Problem A
Copy the news excerpt from "9:30 Our top" up to and including "6,000 more deaths.", substituting "the emergency department" for "A&E".
Problem B
In the news excerpt, which website is Kathy Gyngell said to be the editor of?

Excerpted passage
====
14:50 So here’s a bit of light-relief reading for your Friday afternoon – a hilariously poor piece by a Telegraph columnist asking ‘what it the point of a GP?’

The piece, by Kathy Gyngell – who is editor of The Conservative Woman website, and is a research fellow at the Centre for Policy Studies – goes beyond the standard GP-bashing, and turns its guns on the ‘feminisation’ of general practice, which has even ‘corrupted their male counterparts’.

Her claims, which seem to be based on a misreading of every recent major policy study, include:

  • ‘We don’t like them and it seems that doctors don’t like us much either. They complain of the number of people they have seen, the intensity of their work and burn out.’
  • Most female GPs exercise their family-friendly part-time work entitlement. ‘Their patients are lucky indeed if they get the chance to get to know them.’
  • Male GPs have been ‘corrupted by their feminised work practices. They too only plan to work part time – in order to take up lucrative locum work as soon as they have qualified.’
  • Online doctors give patients ‘easy access to “trusted” doctors, an immediate diagnosis and a prescription waiting to be collected at their pharmacy of choice.’

Ms Gyngell has had ‘interesting’ points of view in the past, including claiming that Thought for the Day was ‘hugely biased against the free market’ and that the roots of the junior doctor strike lie in the ‘feminisation of the workplace’.

12:15 The BMJ has responded to study authors’ claims that their study was rejected. 

The BMJ spokesperson said: ‘We are unable to comment in detail on a specific article, even to confirm whether it was submitted to the journal as this is a confidential matter. However, we can say that in general articles are considered on matters of methodology, potential importance, interest to our broad readership and on what they add to the established literature.’

11:05 If you haven’t yet seen it, we have a big exclusive. The GPC is launching a judicial review against CQC inspections. Read the full story here.

10:20 The ‘weekend effect’ study has gone big, dominating the health news headlines this morning.

The BMA has responded. Dr Mark Porter, BMA chair of council, said: ‘This huge and robust study confirms what doctors have been saying all along: there is a lack of evidence showing that the “weekend effect” is caused by the absence of senior doctors. It is a far more complicated picture than the one the government has tried to portray.

‘These academics are the latest in a long the line of health professionals and leading experts challenging the government on its misleading use of figures.’

‘The BMA believes patients should have access to the same high quality of care, seven days a week. If the government want to make more services available across seven days, then it needs to explain how it will staff and pay for them at a time when existing services are struggling to keep up with demand.’

9:30 Our top story this morning is on a major new study that found that the basis of the health secretary’s seven-day NHS policy – the ‘weekend effect’ – is a ‘statistical artefact’.

In fact, the researchers found, there are fewer deaths of patients who attend A&E at the weekend.

Another interesting line is that the study was rejected by the BMJ, after being peer reviewed by Professor Nick Freemantle – who conducted the study cited by Jeremy Hunt when making his claim that understaffing at weekends led to 6,000 more deaths.
====
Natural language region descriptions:
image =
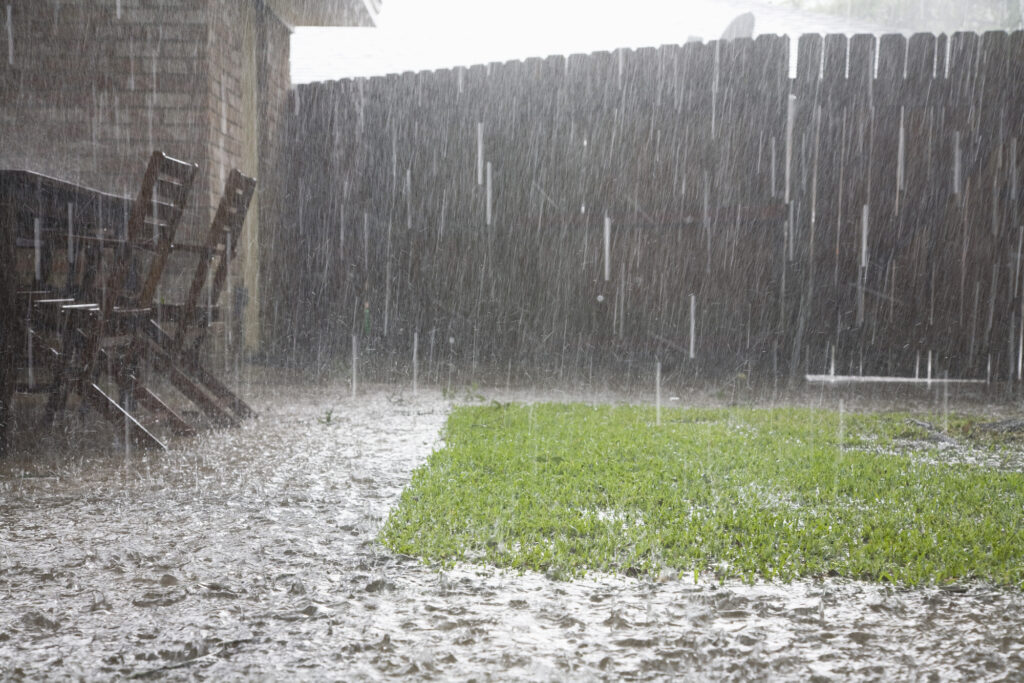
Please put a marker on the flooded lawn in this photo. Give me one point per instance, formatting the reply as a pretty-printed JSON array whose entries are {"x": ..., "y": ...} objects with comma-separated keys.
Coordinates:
[{"x": 253, "y": 554}]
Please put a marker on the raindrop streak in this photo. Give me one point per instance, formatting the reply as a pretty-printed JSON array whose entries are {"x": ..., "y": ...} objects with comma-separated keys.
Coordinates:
[
  {"x": 71, "y": 232},
  {"x": 355, "y": 363},
  {"x": 657, "y": 393},
  {"x": 945, "y": 402},
  {"x": 10, "y": 38},
  {"x": 607, "y": 248},
  {"x": 693, "y": 326},
  {"x": 842, "y": 420},
  {"x": 38, "y": 246},
  {"x": 488, "y": 194},
  {"x": 956, "y": 163},
  {"x": 32, "y": 369},
  {"x": 416, "y": 359},
  {"x": 479, "y": 153},
  {"x": 791, "y": 115}
]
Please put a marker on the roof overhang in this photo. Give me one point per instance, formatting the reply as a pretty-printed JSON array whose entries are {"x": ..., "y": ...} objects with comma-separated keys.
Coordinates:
[{"x": 326, "y": 12}]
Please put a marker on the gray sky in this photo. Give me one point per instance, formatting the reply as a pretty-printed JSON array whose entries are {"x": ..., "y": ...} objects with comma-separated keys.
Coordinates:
[{"x": 417, "y": 35}]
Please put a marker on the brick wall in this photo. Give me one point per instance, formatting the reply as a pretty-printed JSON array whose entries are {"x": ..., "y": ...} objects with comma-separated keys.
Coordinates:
[{"x": 90, "y": 88}]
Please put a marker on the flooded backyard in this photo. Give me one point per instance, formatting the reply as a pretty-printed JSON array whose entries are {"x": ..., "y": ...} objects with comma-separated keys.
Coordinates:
[{"x": 253, "y": 553}]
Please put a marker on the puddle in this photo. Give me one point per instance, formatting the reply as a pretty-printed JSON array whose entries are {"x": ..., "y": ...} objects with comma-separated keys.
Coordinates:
[{"x": 252, "y": 553}]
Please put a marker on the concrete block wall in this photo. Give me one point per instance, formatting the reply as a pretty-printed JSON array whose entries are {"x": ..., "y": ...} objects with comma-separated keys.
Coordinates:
[{"x": 88, "y": 89}]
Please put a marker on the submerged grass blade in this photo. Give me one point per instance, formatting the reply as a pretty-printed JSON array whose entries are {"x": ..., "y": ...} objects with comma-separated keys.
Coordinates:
[{"x": 736, "y": 492}]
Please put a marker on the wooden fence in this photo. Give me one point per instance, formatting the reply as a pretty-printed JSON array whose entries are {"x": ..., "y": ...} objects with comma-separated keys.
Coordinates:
[{"x": 690, "y": 203}]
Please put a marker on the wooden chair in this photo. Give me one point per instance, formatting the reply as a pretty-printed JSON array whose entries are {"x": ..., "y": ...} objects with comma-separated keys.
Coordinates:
[{"x": 95, "y": 336}]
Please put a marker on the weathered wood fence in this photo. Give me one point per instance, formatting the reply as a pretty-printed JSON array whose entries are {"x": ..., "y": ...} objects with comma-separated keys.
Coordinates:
[{"x": 692, "y": 203}]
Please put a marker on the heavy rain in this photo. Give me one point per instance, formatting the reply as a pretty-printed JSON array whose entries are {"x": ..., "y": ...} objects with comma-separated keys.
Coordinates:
[{"x": 556, "y": 341}]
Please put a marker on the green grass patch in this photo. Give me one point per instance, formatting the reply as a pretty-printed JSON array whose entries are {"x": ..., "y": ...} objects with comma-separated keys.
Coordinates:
[{"x": 737, "y": 493}]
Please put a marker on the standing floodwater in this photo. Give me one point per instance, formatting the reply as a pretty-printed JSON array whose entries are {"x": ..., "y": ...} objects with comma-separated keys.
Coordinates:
[{"x": 252, "y": 553}]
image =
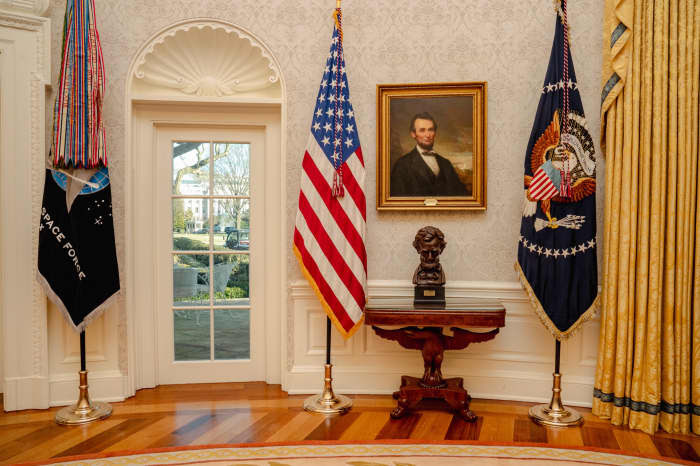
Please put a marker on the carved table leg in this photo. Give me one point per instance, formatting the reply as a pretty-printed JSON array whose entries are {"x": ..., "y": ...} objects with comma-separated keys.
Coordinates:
[{"x": 432, "y": 343}]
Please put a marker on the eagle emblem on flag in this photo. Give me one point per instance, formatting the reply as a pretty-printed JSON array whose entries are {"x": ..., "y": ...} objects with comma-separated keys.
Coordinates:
[{"x": 557, "y": 261}]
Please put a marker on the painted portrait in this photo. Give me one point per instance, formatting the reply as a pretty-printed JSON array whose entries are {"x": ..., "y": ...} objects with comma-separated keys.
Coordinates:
[{"x": 431, "y": 146}]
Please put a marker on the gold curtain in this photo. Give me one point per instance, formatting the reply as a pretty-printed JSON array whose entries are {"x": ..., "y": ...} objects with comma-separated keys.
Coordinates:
[{"x": 648, "y": 371}]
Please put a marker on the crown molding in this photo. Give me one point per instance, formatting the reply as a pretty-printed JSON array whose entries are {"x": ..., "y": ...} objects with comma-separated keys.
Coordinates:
[{"x": 29, "y": 7}]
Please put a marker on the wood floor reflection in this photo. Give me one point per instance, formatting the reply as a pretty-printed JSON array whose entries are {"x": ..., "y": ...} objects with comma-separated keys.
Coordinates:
[{"x": 202, "y": 414}]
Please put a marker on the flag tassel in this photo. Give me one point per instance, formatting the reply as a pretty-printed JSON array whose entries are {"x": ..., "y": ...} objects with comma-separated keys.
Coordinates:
[{"x": 338, "y": 191}]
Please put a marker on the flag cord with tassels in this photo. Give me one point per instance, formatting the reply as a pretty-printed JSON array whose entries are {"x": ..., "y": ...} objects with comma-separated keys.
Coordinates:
[
  {"x": 566, "y": 174},
  {"x": 337, "y": 190}
]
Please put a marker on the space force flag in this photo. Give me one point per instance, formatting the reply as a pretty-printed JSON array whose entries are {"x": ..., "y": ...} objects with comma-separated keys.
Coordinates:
[
  {"x": 557, "y": 243},
  {"x": 329, "y": 232},
  {"x": 77, "y": 255}
]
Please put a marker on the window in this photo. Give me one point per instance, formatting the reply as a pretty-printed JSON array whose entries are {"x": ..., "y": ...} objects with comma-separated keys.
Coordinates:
[{"x": 211, "y": 253}]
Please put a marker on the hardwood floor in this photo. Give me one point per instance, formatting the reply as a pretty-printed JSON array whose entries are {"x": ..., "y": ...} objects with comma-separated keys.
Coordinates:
[{"x": 204, "y": 414}]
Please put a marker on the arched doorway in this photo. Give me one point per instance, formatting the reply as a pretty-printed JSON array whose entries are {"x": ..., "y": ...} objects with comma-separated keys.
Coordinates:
[{"x": 205, "y": 255}]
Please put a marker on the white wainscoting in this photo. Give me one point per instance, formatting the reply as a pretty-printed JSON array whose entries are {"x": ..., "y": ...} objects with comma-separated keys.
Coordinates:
[{"x": 516, "y": 365}]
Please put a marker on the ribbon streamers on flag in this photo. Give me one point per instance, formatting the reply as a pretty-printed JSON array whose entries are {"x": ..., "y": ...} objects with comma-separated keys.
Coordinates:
[
  {"x": 329, "y": 233},
  {"x": 77, "y": 254},
  {"x": 557, "y": 260}
]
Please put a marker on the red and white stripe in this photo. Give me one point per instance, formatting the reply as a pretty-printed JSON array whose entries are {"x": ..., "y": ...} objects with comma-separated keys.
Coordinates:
[
  {"x": 329, "y": 236},
  {"x": 541, "y": 186}
]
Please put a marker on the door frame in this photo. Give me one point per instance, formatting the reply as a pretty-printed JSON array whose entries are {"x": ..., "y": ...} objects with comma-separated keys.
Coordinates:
[{"x": 141, "y": 271}]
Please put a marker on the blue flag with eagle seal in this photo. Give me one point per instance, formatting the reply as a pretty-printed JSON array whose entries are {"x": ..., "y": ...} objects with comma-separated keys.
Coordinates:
[{"x": 557, "y": 260}]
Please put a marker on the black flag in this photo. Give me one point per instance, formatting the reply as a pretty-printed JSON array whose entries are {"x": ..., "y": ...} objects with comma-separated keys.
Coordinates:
[
  {"x": 557, "y": 245},
  {"x": 77, "y": 254}
]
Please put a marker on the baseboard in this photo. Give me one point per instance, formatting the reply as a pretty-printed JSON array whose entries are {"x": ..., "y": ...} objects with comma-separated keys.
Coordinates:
[
  {"x": 25, "y": 393},
  {"x": 109, "y": 386},
  {"x": 516, "y": 365}
]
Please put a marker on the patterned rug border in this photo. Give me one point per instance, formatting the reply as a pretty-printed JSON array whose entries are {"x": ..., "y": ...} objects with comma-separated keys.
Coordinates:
[{"x": 621, "y": 454}]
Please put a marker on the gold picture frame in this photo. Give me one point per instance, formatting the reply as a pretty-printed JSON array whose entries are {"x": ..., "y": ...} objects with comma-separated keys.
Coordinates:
[{"x": 444, "y": 172}]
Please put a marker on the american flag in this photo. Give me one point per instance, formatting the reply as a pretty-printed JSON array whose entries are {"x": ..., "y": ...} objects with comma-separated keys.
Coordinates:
[{"x": 329, "y": 233}]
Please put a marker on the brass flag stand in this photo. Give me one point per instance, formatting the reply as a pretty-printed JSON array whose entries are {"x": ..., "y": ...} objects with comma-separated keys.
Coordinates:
[
  {"x": 328, "y": 402},
  {"x": 84, "y": 410},
  {"x": 555, "y": 414}
]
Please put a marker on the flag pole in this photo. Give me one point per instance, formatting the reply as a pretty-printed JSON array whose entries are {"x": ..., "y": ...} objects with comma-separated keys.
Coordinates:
[
  {"x": 555, "y": 414},
  {"x": 84, "y": 410},
  {"x": 328, "y": 402}
]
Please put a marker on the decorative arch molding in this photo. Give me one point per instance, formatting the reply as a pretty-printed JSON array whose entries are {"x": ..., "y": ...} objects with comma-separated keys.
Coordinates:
[{"x": 181, "y": 60}]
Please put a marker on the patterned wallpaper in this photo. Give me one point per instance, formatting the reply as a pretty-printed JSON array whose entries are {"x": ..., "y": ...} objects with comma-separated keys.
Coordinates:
[{"x": 504, "y": 42}]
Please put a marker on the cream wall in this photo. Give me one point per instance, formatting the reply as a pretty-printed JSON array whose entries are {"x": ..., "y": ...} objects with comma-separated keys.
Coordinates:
[{"x": 504, "y": 42}]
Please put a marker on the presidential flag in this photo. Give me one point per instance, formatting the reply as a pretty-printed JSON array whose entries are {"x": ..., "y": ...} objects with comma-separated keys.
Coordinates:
[
  {"x": 329, "y": 233},
  {"x": 557, "y": 244},
  {"x": 77, "y": 255}
]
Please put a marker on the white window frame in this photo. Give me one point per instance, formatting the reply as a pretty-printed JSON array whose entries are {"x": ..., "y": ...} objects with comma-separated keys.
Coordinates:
[{"x": 141, "y": 273}]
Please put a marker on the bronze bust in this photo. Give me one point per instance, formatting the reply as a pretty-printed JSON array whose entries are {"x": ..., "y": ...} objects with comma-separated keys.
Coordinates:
[{"x": 429, "y": 277}]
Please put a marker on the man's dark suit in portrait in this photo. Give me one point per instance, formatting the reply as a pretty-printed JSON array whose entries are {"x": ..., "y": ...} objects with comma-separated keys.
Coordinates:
[{"x": 423, "y": 172}]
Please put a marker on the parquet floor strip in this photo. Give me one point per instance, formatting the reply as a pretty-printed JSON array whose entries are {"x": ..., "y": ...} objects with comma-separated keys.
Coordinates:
[
  {"x": 257, "y": 412},
  {"x": 432, "y": 425},
  {"x": 33, "y": 438},
  {"x": 99, "y": 442},
  {"x": 198, "y": 426},
  {"x": 298, "y": 428},
  {"x": 222, "y": 432},
  {"x": 565, "y": 436},
  {"x": 526, "y": 430},
  {"x": 497, "y": 428},
  {"x": 459, "y": 429},
  {"x": 168, "y": 423},
  {"x": 333, "y": 427},
  {"x": 599, "y": 437},
  {"x": 68, "y": 438},
  {"x": 265, "y": 427},
  {"x": 399, "y": 428},
  {"x": 367, "y": 426}
]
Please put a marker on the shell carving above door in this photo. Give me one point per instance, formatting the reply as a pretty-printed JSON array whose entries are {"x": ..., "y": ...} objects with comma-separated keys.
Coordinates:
[{"x": 206, "y": 58}]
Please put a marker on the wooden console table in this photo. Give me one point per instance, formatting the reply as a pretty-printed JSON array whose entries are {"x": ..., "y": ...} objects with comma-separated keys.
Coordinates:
[{"x": 424, "y": 332}]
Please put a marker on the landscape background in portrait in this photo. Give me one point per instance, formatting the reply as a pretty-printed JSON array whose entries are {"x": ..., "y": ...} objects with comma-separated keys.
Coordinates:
[{"x": 454, "y": 139}]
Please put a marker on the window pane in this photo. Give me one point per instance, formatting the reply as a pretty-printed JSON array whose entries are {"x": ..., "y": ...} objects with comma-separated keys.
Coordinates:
[
  {"x": 231, "y": 280},
  {"x": 190, "y": 279},
  {"x": 232, "y": 334},
  {"x": 192, "y": 342},
  {"x": 190, "y": 224},
  {"x": 232, "y": 169},
  {"x": 191, "y": 168},
  {"x": 234, "y": 215}
]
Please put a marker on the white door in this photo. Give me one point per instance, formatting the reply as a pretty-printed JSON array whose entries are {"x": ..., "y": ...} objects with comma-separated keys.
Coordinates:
[{"x": 210, "y": 225}]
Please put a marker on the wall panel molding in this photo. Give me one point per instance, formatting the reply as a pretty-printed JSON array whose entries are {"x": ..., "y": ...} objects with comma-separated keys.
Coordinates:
[
  {"x": 516, "y": 365},
  {"x": 24, "y": 76}
]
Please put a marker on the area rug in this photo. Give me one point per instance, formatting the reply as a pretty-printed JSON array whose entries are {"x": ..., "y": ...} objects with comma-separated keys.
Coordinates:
[{"x": 389, "y": 453}]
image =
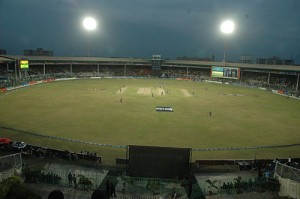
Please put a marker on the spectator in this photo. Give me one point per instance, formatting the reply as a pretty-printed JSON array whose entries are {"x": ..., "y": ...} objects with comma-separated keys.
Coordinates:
[{"x": 56, "y": 194}]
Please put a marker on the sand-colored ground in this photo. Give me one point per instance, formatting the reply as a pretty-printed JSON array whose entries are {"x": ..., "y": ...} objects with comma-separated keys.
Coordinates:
[
  {"x": 185, "y": 93},
  {"x": 122, "y": 90},
  {"x": 144, "y": 91}
]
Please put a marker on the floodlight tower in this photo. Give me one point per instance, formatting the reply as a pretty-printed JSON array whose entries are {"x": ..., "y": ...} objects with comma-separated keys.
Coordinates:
[
  {"x": 89, "y": 24},
  {"x": 227, "y": 28}
]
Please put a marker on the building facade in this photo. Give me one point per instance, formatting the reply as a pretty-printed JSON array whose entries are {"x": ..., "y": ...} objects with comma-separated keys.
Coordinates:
[{"x": 38, "y": 52}]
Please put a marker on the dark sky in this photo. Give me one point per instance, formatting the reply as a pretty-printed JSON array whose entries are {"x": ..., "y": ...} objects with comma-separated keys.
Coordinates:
[{"x": 140, "y": 28}]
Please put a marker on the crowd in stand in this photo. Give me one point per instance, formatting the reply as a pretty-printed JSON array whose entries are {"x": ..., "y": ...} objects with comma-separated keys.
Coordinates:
[{"x": 286, "y": 83}]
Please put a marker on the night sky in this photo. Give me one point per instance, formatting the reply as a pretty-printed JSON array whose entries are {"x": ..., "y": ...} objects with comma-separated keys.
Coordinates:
[{"x": 140, "y": 28}]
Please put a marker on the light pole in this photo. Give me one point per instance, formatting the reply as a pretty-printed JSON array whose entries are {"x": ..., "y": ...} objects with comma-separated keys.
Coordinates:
[
  {"x": 227, "y": 27},
  {"x": 89, "y": 24}
]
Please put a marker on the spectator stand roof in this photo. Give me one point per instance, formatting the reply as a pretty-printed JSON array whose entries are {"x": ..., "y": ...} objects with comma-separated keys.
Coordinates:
[{"x": 37, "y": 60}]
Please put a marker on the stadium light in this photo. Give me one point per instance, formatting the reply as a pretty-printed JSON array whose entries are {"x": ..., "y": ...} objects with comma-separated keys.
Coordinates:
[
  {"x": 227, "y": 28},
  {"x": 89, "y": 24}
]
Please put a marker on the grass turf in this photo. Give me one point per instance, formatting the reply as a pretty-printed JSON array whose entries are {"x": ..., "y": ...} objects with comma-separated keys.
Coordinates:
[{"x": 91, "y": 110}]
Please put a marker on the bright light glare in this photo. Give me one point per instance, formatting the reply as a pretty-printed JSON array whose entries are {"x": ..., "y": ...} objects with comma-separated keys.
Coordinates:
[
  {"x": 89, "y": 23},
  {"x": 227, "y": 27}
]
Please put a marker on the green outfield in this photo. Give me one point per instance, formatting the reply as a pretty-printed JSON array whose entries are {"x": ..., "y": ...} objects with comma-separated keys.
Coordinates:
[{"x": 122, "y": 112}]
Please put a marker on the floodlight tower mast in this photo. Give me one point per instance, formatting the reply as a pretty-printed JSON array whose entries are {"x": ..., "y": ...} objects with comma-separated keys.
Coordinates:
[{"x": 227, "y": 27}]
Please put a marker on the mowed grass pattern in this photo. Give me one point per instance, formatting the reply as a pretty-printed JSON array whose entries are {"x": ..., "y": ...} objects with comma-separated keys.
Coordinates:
[{"x": 91, "y": 110}]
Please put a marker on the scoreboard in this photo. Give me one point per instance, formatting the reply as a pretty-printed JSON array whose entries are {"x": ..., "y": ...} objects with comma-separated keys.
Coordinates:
[
  {"x": 225, "y": 72},
  {"x": 24, "y": 64}
]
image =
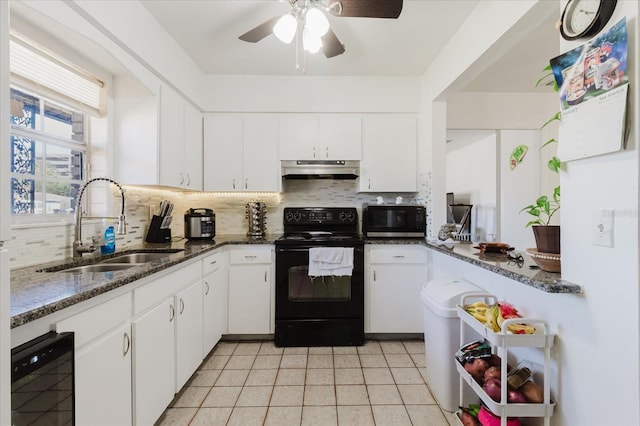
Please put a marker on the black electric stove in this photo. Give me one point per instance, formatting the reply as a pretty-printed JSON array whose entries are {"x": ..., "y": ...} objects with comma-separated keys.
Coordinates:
[{"x": 322, "y": 310}]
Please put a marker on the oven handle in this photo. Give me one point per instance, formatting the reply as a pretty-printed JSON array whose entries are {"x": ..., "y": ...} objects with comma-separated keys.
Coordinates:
[{"x": 306, "y": 249}]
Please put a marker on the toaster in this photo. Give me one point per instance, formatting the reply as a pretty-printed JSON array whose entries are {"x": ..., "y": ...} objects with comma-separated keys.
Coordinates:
[{"x": 199, "y": 224}]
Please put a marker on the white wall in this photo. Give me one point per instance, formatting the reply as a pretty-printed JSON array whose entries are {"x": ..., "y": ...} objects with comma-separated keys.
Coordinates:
[
  {"x": 472, "y": 177},
  {"x": 311, "y": 94}
]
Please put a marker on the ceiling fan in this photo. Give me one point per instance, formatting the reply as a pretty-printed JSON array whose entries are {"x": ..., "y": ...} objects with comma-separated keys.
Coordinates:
[{"x": 308, "y": 20}]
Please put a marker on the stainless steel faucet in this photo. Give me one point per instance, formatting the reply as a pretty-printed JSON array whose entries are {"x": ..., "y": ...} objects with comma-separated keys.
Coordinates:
[{"x": 78, "y": 248}]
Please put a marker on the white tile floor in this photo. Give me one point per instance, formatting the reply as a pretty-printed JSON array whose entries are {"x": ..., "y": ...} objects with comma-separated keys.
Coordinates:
[{"x": 257, "y": 383}]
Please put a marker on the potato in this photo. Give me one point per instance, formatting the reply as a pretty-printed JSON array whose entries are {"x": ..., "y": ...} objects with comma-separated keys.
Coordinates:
====
Answer area A
9:30 Our top story this morning is on a major new study that found that the basis of the health secretary’s seven-day NHS policy – the ‘weekend effect’ – is a ‘statistical artefact’.

In fact, the researchers found, there are fewer deaths of patients who attend the emergency department at the weekend.

Another interesting line is that the study was rejected by the BMJ, after being peer reviewed by Professor Nick Freemantle – who conducted the study cited by Jeremy Hunt when making his claim that understaffing at weekends led to 6,000 more deaths.

Answer area B
The Conservative Woman website.